Copy the listing from the line with "Can you spot any dark river water here?" to the line with "[117,32,450,232]", changing "river" to "stream" and keeping everything else the same. Return only those lines.
---------- EXERCISE MATERIAL ----------
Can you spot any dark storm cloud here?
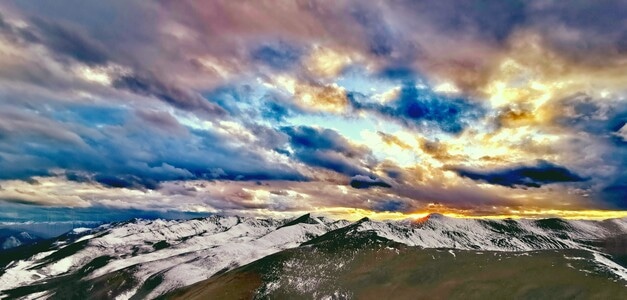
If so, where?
[281,126,373,176]
[0,202,209,224]
[372,200,411,212]
[0,99,305,189]
[113,75,224,115]
[453,160,586,188]
[250,42,303,70]
[31,18,109,65]
[350,175,392,189]
[0,14,109,65]
[396,0,533,42]
[349,82,484,134]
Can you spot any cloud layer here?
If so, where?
[0,0,627,221]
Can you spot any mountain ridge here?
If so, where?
[0,214,627,298]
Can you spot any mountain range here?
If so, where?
[0,214,627,299]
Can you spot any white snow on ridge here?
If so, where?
[0,215,627,298]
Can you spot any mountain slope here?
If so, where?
[0,214,627,299]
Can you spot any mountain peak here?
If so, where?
[279,213,320,228]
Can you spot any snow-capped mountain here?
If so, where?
[0,228,41,251]
[0,214,627,299]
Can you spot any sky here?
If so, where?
[0,0,627,222]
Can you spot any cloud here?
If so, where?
[113,75,224,116]
[453,160,586,188]
[281,126,372,176]
[350,175,392,189]
[251,42,302,70]
[349,82,483,134]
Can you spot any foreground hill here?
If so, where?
[0,214,627,299]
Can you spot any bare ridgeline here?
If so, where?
[0,214,627,299]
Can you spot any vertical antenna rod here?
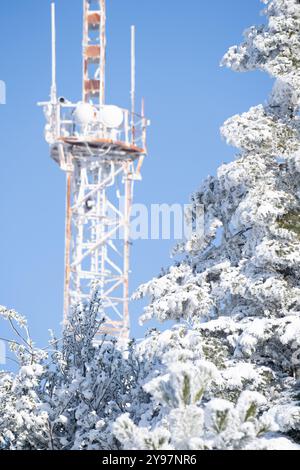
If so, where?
[83,0,106,106]
[51,2,57,103]
[130,26,136,144]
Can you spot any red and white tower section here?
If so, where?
[41,0,149,340]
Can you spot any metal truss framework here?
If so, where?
[39,0,149,340]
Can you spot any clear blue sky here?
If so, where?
[0,0,271,352]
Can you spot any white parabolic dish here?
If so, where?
[74,103,95,124]
[100,105,124,129]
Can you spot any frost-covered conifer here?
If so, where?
[0,0,300,450]
[133,0,300,446]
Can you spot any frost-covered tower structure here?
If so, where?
[42,0,148,339]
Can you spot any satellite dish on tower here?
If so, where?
[100,105,124,129]
[74,102,95,125]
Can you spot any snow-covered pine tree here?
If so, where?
[125,0,300,448]
[0,0,300,450]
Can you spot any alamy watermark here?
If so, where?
[0,80,6,104]
[107,198,204,241]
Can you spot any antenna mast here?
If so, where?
[51,2,57,103]
[42,0,149,341]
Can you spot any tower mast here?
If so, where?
[42,0,149,340]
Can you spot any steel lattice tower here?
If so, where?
[41,0,149,339]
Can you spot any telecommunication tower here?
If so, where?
[40,0,149,340]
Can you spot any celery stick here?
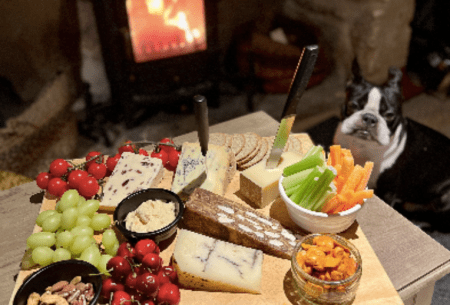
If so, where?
[290,167,320,205]
[303,145,323,158]
[283,154,323,177]
[284,184,301,197]
[301,168,335,211]
[281,168,313,189]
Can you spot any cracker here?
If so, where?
[236,132,261,162]
[293,133,314,155]
[231,133,245,156]
[225,133,233,147]
[240,138,269,170]
[209,132,227,146]
[238,138,262,168]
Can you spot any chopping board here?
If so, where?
[10,141,403,305]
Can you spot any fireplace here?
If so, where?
[92,0,220,126]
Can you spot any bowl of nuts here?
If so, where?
[13,260,102,305]
[291,234,362,305]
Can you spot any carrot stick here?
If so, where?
[321,195,340,213]
[342,164,364,192]
[355,161,373,191]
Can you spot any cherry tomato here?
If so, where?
[88,163,106,180]
[106,256,132,281]
[50,159,70,177]
[106,153,120,172]
[150,149,169,167]
[134,239,160,262]
[101,277,125,300]
[36,172,53,190]
[119,141,136,154]
[47,177,69,197]
[156,283,180,305]
[111,290,131,305]
[67,169,88,189]
[78,176,100,198]
[86,151,103,169]
[139,148,148,156]
[159,138,175,154]
[169,149,181,168]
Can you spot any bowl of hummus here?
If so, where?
[114,188,184,244]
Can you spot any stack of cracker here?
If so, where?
[198,132,312,171]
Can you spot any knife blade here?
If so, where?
[266,45,319,169]
[194,95,209,157]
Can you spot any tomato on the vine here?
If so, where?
[150,149,169,167]
[78,176,100,198]
[67,169,88,189]
[47,177,69,197]
[36,172,53,190]
[169,149,181,168]
[86,151,103,169]
[118,141,136,154]
[88,163,106,180]
[50,159,70,177]
[158,138,175,154]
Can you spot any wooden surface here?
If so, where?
[0,112,450,304]
[10,156,403,305]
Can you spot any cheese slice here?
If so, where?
[239,152,302,208]
[172,229,263,294]
[171,143,230,198]
[101,152,164,207]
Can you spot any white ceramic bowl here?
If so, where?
[278,176,364,233]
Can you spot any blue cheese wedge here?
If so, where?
[101,152,164,207]
[172,229,263,294]
[239,152,302,208]
[171,143,230,198]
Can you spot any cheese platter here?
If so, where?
[10,134,402,304]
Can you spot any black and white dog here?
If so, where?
[334,60,450,229]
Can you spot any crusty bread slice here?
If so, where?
[181,189,297,259]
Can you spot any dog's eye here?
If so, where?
[349,101,359,110]
[384,111,395,121]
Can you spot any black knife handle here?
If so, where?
[194,95,209,156]
[281,45,319,118]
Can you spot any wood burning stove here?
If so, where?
[92,0,220,126]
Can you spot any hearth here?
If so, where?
[92,0,220,127]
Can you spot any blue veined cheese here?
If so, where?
[172,229,263,294]
[171,143,230,197]
[101,152,164,207]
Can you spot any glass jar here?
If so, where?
[291,234,362,305]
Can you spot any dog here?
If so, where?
[333,60,450,230]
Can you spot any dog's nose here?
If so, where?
[363,113,378,127]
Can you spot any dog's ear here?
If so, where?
[352,57,362,83]
[388,67,403,88]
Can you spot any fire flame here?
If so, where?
[126,0,206,62]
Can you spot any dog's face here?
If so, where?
[341,60,403,146]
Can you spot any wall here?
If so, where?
[0,0,81,102]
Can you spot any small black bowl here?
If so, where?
[114,188,184,244]
[13,259,102,305]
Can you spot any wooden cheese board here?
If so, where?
[10,138,403,305]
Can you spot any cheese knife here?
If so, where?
[266,45,319,169]
[194,95,209,157]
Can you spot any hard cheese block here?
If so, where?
[171,143,230,198]
[101,152,164,207]
[172,229,263,294]
[182,189,297,259]
[239,152,302,208]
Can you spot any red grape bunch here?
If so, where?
[101,239,180,305]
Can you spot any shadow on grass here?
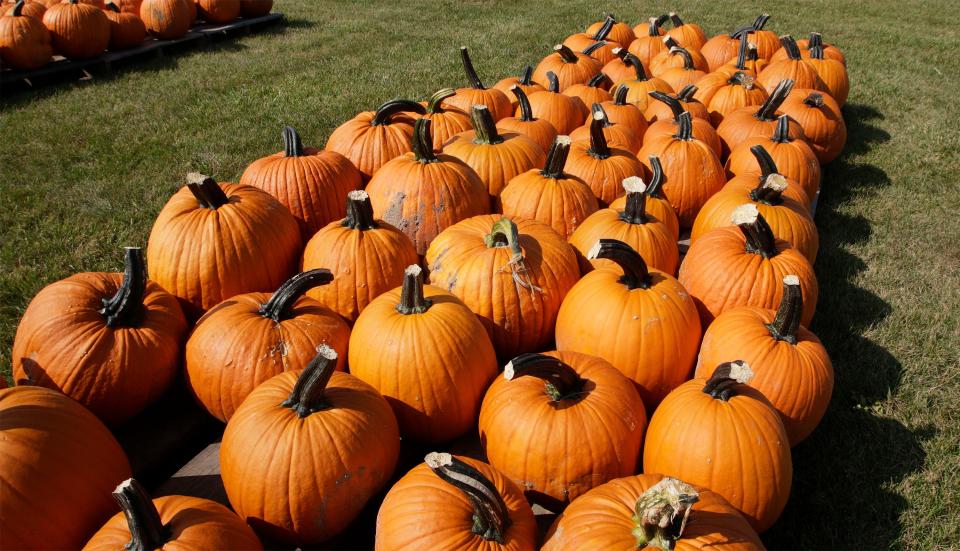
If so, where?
[764,104,933,549]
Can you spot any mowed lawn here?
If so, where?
[0,0,960,549]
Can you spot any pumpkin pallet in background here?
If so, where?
[303,191,418,324]
[376,453,537,551]
[542,474,765,551]
[350,265,497,443]
[83,478,263,551]
[147,173,301,319]
[220,346,400,546]
[184,269,350,421]
[643,361,793,532]
[240,126,362,240]
[426,215,580,361]
[479,351,647,511]
[0,386,130,549]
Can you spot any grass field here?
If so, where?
[0,0,960,549]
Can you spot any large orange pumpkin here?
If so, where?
[556,239,700,411]
[12,247,187,425]
[426,215,580,360]
[184,269,350,421]
[480,351,647,511]
[220,346,400,546]
[376,452,537,551]
[0,386,130,550]
[350,264,497,442]
[643,361,793,532]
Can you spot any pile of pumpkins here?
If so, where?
[0,10,848,551]
[0,0,273,70]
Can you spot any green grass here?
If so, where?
[0,0,960,549]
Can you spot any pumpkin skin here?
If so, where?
[147,174,301,319]
[0,2,53,70]
[303,191,418,324]
[326,100,426,184]
[696,276,833,446]
[43,0,110,59]
[0,386,130,550]
[426,215,580,361]
[679,203,819,327]
[350,264,497,443]
[240,126,362,240]
[184,269,350,422]
[541,473,765,551]
[376,453,538,551]
[12,248,187,425]
[643,361,793,533]
[220,346,400,546]
[556,239,700,411]
[479,351,647,511]
[366,118,488,255]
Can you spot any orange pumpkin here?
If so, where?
[696,275,833,446]
[220,346,400,546]
[12,247,187,425]
[0,386,130,549]
[426,215,580,359]
[184,269,350,421]
[556,239,700,411]
[480,351,647,511]
[643,361,793,532]
[376,452,537,551]
[350,264,497,443]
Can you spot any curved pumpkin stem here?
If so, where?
[503,353,583,402]
[633,478,700,551]
[280,344,337,419]
[100,247,147,327]
[587,239,653,291]
[424,452,512,544]
[113,478,173,551]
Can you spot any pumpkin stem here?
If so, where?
[423,452,512,545]
[503,353,583,402]
[766,275,803,344]
[340,189,378,231]
[113,478,173,551]
[397,264,433,316]
[633,478,700,551]
[100,247,147,327]
[370,99,427,126]
[703,360,753,402]
[187,172,230,210]
[258,268,333,323]
[280,344,337,419]
[620,176,650,224]
[587,239,653,291]
[540,136,570,179]
[731,203,777,258]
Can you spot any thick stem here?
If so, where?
[633,478,700,551]
[280,344,337,419]
[259,268,333,323]
[587,239,653,290]
[113,478,173,551]
[100,247,147,327]
[424,452,512,544]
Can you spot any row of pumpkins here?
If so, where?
[0,10,846,550]
[0,0,273,70]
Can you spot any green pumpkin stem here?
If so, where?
[100,247,147,327]
[503,353,583,402]
[587,239,653,291]
[633,478,700,551]
[424,452,512,545]
[113,478,173,551]
[280,344,337,419]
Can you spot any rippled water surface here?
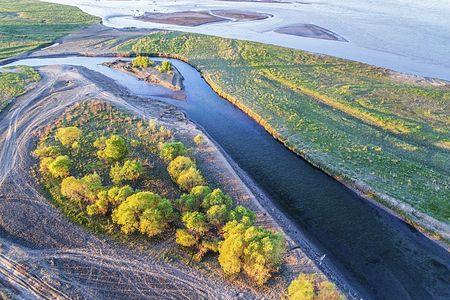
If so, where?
[4,57,450,300]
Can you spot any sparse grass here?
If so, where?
[117,32,450,222]
[0,66,41,111]
[0,0,99,59]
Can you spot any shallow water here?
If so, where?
[4,57,450,299]
[41,0,450,80]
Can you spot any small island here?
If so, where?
[104,56,183,91]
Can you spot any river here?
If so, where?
[3,57,450,299]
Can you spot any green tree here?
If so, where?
[55,126,81,147]
[182,211,209,236]
[109,159,144,184]
[157,60,172,73]
[206,204,228,227]
[175,229,197,247]
[194,134,204,145]
[48,155,72,178]
[228,205,256,226]
[219,221,286,285]
[167,156,194,181]
[202,189,233,210]
[131,56,153,69]
[159,142,187,163]
[112,192,173,237]
[177,167,206,191]
[97,134,128,161]
[288,274,315,300]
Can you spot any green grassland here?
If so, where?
[0,66,41,111]
[117,32,450,223]
[0,0,99,59]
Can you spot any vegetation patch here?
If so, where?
[34,102,292,285]
[117,32,450,223]
[0,66,41,111]
[0,0,99,59]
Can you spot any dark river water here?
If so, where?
[4,58,450,300]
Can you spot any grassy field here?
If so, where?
[0,66,41,111]
[117,32,450,223]
[0,0,99,59]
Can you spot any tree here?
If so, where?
[157,60,172,73]
[182,211,209,236]
[228,205,256,226]
[97,134,128,161]
[48,155,72,178]
[219,221,285,285]
[194,134,204,145]
[109,159,144,184]
[167,156,194,181]
[288,274,315,300]
[131,56,153,69]
[112,192,173,237]
[159,142,187,163]
[202,189,233,210]
[55,126,81,147]
[175,229,197,247]
[206,204,228,227]
[177,167,206,191]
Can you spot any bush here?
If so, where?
[175,229,197,247]
[159,142,187,163]
[202,189,233,210]
[167,156,194,181]
[109,160,144,184]
[157,60,172,73]
[177,167,206,191]
[287,274,345,300]
[55,126,81,147]
[228,205,256,226]
[94,134,128,161]
[112,192,173,237]
[48,155,72,178]
[182,211,209,236]
[194,134,204,145]
[131,56,153,69]
[219,221,286,285]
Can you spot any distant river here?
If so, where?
[4,57,450,300]
[42,0,450,80]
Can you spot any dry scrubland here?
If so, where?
[0,0,100,59]
[0,66,41,112]
[117,32,450,232]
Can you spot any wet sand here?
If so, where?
[275,24,348,42]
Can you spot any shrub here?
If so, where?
[167,156,194,181]
[202,189,233,210]
[55,126,81,147]
[288,274,314,300]
[177,167,206,191]
[109,160,144,184]
[194,134,204,145]
[131,56,153,69]
[228,205,256,226]
[94,134,128,161]
[157,60,172,73]
[219,221,285,285]
[175,229,197,247]
[206,204,228,227]
[112,192,173,237]
[182,211,208,235]
[159,142,187,163]
[48,155,72,178]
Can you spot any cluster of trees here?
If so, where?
[131,55,154,69]
[287,274,345,300]
[35,123,285,285]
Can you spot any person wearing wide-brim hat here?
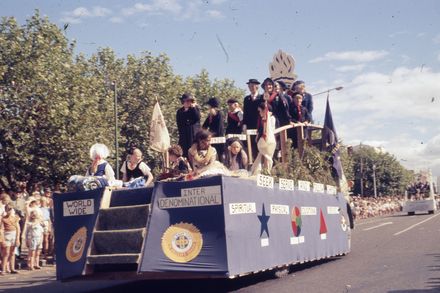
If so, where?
[202,97,225,158]
[261,77,274,90]
[176,93,200,157]
[242,78,263,160]
[226,98,243,134]
[292,80,313,123]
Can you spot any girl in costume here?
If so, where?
[188,129,230,176]
[168,144,192,176]
[223,137,248,171]
[26,211,44,270]
[86,143,115,182]
[0,204,20,275]
[121,148,154,186]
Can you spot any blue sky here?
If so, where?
[0,0,440,175]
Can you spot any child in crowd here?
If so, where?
[223,137,248,171]
[40,197,52,255]
[26,210,44,271]
[0,204,20,275]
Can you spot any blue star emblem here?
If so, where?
[257,203,270,238]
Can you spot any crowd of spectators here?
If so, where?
[350,196,403,220]
[0,182,63,275]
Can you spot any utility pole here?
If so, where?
[373,164,377,197]
[112,81,119,180]
[361,157,364,196]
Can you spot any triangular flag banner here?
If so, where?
[150,102,170,153]
[321,95,344,180]
[319,209,327,234]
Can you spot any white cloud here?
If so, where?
[109,16,124,23]
[309,50,388,63]
[122,0,182,16]
[432,34,440,44]
[388,31,409,38]
[335,63,365,72]
[311,67,440,175]
[61,6,112,23]
[206,10,224,19]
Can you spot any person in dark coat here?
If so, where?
[202,97,225,158]
[292,80,313,123]
[176,93,200,157]
[270,81,291,126]
[243,78,263,160]
[243,79,263,132]
[226,98,243,134]
[287,93,311,148]
[202,97,225,137]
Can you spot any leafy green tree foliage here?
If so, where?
[352,146,413,196]
[0,11,244,189]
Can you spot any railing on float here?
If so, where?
[211,123,323,164]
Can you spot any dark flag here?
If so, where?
[321,94,343,180]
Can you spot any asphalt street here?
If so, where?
[0,213,440,293]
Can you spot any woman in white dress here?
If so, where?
[251,102,277,175]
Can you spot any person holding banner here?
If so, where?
[287,93,312,149]
[226,98,243,134]
[251,102,277,175]
[176,93,200,157]
[202,97,225,158]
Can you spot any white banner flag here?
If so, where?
[150,102,170,153]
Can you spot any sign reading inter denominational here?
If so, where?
[63,199,95,217]
[158,185,222,209]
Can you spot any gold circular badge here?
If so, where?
[66,227,87,262]
[162,223,203,263]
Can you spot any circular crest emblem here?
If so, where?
[66,227,87,262]
[341,215,348,232]
[162,223,203,263]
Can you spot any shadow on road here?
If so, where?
[89,258,338,293]
[388,254,440,293]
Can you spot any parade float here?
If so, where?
[54,51,350,280]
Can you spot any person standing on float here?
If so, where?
[242,78,263,159]
[176,93,200,157]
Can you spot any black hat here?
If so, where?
[261,77,273,89]
[246,78,260,84]
[277,80,289,91]
[292,80,305,90]
[206,97,220,108]
[180,93,194,103]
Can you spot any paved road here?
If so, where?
[0,213,440,293]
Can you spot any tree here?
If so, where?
[352,145,412,196]
[0,10,244,189]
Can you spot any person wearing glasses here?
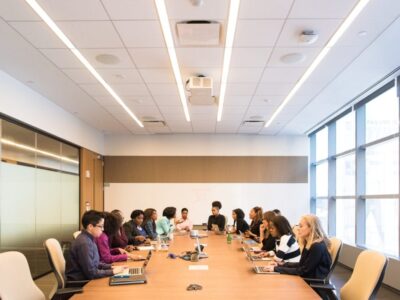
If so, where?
[65,210,124,280]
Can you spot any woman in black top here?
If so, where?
[207,201,225,231]
[232,208,249,234]
[246,206,262,240]
[266,215,332,279]
[260,211,275,252]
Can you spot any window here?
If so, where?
[310,75,400,258]
[336,111,356,153]
[365,199,399,256]
[365,87,399,143]
[336,199,356,245]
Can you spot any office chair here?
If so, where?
[303,237,343,285]
[44,239,88,299]
[72,230,81,240]
[310,250,388,300]
[0,251,45,300]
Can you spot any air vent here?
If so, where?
[176,21,221,46]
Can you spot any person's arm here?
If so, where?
[77,239,113,279]
[96,234,128,264]
[275,243,324,276]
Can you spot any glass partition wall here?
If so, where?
[0,118,79,277]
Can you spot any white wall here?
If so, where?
[104,134,309,224]
[105,134,309,156]
[0,71,104,153]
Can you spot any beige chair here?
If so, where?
[311,250,388,300]
[44,239,88,299]
[0,251,45,300]
[72,230,81,240]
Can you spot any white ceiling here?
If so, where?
[0,0,400,135]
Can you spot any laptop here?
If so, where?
----------
- [SOLUTION FOR THIS PROBLEM]:
Can you spot any dark stream water here?
If so, where?
[4,58,450,300]
Can you spot any grassy field here?
If so, where?
[0,66,41,111]
[117,32,450,223]
[0,0,99,59]
Can you spot any tree here?
If so, where?
[157,60,172,73]
[182,211,209,236]
[228,205,256,226]
[97,134,128,161]
[48,155,72,178]
[219,221,285,285]
[194,134,204,145]
[109,159,144,184]
[167,156,194,181]
[288,274,315,300]
[131,56,153,69]
[112,192,173,237]
[159,142,187,163]
[202,189,233,210]
[55,126,81,147]
[175,229,197,247]
[206,204,228,227]
[177,167,206,191]
Can you spot any bush here?
If so, where?
[175,229,197,247]
[159,142,187,163]
[202,189,233,210]
[167,156,194,181]
[109,160,144,184]
[157,60,172,73]
[177,167,206,191]
[287,274,345,300]
[55,126,81,147]
[228,205,256,226]
[94,134,128,161]
[112,192,173,237]
[48,155,72,178]
[182,211,209,236]
[194,134,204,145]
[131,56,153,69]
[219,221,286,285]
Can you spot any distant stream here?
If so, where?
[4,57,450,300]
[42,0,450,80]
Can you spot any dry scrubland here?
If so, where?
[0,0,100,59]
[0,66,41,112]
[117,32,450,232]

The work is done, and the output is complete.